Ma mère est malade. Elle est âgée.
Je ne dis pas qu'elle est malade pour qu'on me plaigne. Ni encore moins pour qu'on la plaigne. Pas du tout son genre. Une dure au mal.
Mais une dure au mal avec une âme d'artiste.
Je ne dis pas qu'elle est malade parce que je pense que les réseaux sociaux sont un endroit où il fait bon s'épancher. Pas mon style non plus.
J'en parle parce qu'il y a une chose qui s'appelle la dignité.
J'en parle parce qu'en tant que militant, libertaire, fatigué, et engagé politiquement de manière volatile dernièrement, je trouve que nous sommes, nous les gauchistes, complètement à côté de la plaque. Parce que les "valeurs" que nous défendons ne se trouvent pas en face des réalités qu'elles représentent.
Ma mère donc.
Ma mère est d'une autre époque. Évidemment. Pourtant elle est d'une vivacité que sa maladie n'entame pas. Comme l'hermine de la duchesse Anne : plutôt crever que déchoir, ou laisser la maladie teinter ce qu'elle a tenu à incarner toute sa vie.

### TÂCHES À RÉALISER
A - Reproduisez fidèlement le passage du texte sur la mère malade qui commence par « Je ne dis pas qu'elle est malade parce » et se termine par « toute sa vie. ».
B - D'après le texte sur la mère malade, pourquoi les gauchistes sont-ils « complètement à côté de la plaque » ? Répondez en une à trois phrases.
C - Poursuivez le texte sur la mère malade à la suite de sa dernière phrase.
Les entrées n'ont aucun lien avec le texte sur la mère malade.

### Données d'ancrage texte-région
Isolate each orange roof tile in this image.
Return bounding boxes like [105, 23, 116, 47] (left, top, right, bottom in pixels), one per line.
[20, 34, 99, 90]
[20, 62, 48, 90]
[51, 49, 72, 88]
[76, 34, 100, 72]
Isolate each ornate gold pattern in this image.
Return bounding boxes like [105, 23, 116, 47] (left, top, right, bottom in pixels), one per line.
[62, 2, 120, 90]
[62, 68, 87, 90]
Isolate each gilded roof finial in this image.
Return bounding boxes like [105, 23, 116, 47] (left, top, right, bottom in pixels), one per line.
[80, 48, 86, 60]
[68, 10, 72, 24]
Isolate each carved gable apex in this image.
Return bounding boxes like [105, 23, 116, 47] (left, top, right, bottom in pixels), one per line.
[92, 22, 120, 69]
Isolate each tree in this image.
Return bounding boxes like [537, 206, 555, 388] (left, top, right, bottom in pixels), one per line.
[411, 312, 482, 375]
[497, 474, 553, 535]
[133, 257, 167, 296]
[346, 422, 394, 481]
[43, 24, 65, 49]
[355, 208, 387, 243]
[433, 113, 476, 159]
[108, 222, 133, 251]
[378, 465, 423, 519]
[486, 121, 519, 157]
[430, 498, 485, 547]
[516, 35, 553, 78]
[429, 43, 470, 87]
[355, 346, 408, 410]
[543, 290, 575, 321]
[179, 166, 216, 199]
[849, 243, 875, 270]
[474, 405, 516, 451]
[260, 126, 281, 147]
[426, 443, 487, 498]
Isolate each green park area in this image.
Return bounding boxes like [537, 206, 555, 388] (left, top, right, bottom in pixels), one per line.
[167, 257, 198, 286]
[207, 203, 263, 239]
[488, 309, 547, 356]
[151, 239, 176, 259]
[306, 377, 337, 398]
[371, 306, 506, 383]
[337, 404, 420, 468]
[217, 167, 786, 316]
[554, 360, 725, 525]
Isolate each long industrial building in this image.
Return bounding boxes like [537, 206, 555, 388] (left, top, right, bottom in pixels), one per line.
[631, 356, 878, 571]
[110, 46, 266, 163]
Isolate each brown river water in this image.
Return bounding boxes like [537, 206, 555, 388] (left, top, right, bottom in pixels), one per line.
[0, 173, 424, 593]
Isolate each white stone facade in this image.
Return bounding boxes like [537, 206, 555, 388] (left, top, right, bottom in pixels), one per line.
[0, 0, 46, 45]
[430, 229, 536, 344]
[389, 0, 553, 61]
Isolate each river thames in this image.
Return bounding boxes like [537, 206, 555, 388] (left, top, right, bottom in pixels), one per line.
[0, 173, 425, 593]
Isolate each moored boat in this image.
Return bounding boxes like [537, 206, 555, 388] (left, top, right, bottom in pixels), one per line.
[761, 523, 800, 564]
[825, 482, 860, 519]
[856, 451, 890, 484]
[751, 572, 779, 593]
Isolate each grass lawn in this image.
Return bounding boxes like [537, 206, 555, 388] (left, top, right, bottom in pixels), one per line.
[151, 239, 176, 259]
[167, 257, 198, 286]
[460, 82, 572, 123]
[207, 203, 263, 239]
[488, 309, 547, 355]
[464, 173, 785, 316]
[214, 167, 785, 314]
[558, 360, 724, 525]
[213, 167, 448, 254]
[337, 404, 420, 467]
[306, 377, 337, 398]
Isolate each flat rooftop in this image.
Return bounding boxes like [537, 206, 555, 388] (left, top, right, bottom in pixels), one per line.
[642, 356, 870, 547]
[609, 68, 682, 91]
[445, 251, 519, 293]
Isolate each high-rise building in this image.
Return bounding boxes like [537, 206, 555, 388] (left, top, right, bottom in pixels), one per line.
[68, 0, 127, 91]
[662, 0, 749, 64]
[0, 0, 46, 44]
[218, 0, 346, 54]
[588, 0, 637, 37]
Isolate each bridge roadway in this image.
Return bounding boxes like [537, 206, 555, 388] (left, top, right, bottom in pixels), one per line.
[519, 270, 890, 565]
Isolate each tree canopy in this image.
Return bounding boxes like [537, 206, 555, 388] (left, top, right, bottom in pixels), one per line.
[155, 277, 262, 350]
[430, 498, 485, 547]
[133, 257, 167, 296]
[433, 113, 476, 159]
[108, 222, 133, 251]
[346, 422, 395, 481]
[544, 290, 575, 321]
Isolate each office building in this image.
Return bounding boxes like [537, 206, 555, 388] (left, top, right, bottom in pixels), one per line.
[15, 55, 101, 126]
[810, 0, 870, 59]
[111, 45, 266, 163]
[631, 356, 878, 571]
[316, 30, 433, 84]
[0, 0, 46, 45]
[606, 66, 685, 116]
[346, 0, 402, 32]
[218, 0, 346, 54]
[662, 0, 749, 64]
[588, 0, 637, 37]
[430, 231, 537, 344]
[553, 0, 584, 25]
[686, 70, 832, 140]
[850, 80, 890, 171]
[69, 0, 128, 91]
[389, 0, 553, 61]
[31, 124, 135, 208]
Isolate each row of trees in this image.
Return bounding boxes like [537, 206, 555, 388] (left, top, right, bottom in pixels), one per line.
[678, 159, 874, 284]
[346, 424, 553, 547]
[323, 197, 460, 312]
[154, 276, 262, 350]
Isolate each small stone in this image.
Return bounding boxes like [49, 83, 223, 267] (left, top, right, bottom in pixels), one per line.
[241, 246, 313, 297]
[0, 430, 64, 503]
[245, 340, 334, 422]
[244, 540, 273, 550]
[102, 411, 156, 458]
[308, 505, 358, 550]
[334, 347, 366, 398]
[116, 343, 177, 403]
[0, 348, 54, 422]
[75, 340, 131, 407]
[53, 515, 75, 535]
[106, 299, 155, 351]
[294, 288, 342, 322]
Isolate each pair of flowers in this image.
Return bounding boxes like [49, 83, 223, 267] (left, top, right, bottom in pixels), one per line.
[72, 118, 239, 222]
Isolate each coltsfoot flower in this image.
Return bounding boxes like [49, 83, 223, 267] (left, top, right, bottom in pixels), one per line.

### TÂCHES RÉSOLUES
A -
Je ne dis pas qu'elle est malade parce que je pense que les réseaux sociaux sont un endroit où il fait bon s'épancher. Pas mon style non plus.
J'en parle parce qu'il y a une chose qui s'appelle la dignité.
J'en parle parce qu'en tant que militant, libertaire, fatigué, et engagé politiquement de manière volatile dernièrement, je trouve que nous sommes, nous les gauchistes, complètement à côté de la plaque. Parce que les "valeurs" que nous défendons ne se trouvent pas en face des réalités qu'elles représentent.
Ma mère donc.
Ma mère est d'une autre époque. Évidemment. Pourtant elle est d'une vivacité que sa maladie n'entame pas. Comme l'hermine de la duchesse Anne : plutôt crever que déchoir, ou laisser la maladie teinter ce qu'elle a tenu à incarner toute sa vie.

B - Les « valeurs » que défendent les gauchistes ne se trouvent pas en face des réalités qu'elles représentent.

C -
Ma mère est fille de prolétaires. Sa mère factrice, partait en mobylette Peugeot tous les matins, des hauts de Rueil où ils avaient un pavillon en meulière. Du quartier prolétarien de Rueil, un peu grisâtre, un peu triste. Petites rues en pente, qui jouxtaient Suresnes, Nanterre, et leurs quartiers populaires d'avant-guerre. Pas les barres HLM. Les employés, ouvriers qui avaient un peu économisé. Mon grand-père était guichetier à la Banque de France. Un employé, aussi. Revêche,grisâtre aussi. Parfois drôle. Souvent pas.
Ma mère dans cette famille c'était une fusée. Une artiste comme j'ai dit. Avec un goût inné pour la beauté, pour comment assembler des couleurs, faire fonctionner des volumes, harmoniser des objets. Si elle avait pu aller à l'école plus longtemps, si la vie ne l'avait pas rattrapée, entravée, mis des boulets à chaque pied, elle aurait peint, ou sculpté.
Elle n'a pas eu besoin que son milieu lui apprenne à aller au musée, ou à repérer la beauté au milieu d'un fatras de choses aux puces de Clignancourt, ou comprenne une photo ou un tableau. Un œil, une sensibilité sans faille et sans éducation.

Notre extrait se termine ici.